Extract every line of the data below and reproduce each one verbatim.

(Dataset entries)
-=-=-=-=-
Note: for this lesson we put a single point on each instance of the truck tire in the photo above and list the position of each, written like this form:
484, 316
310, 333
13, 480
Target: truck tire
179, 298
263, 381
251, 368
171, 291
-=-=-=-=-
[RESULT]
Note: for this lesson we put a single point on each instance of the truck tire in the photo above and list the position of each, written like this form:
484, 316
310, 333
13, 480
Target: truck tire
179, 298
263, 381
251, 368
171, 291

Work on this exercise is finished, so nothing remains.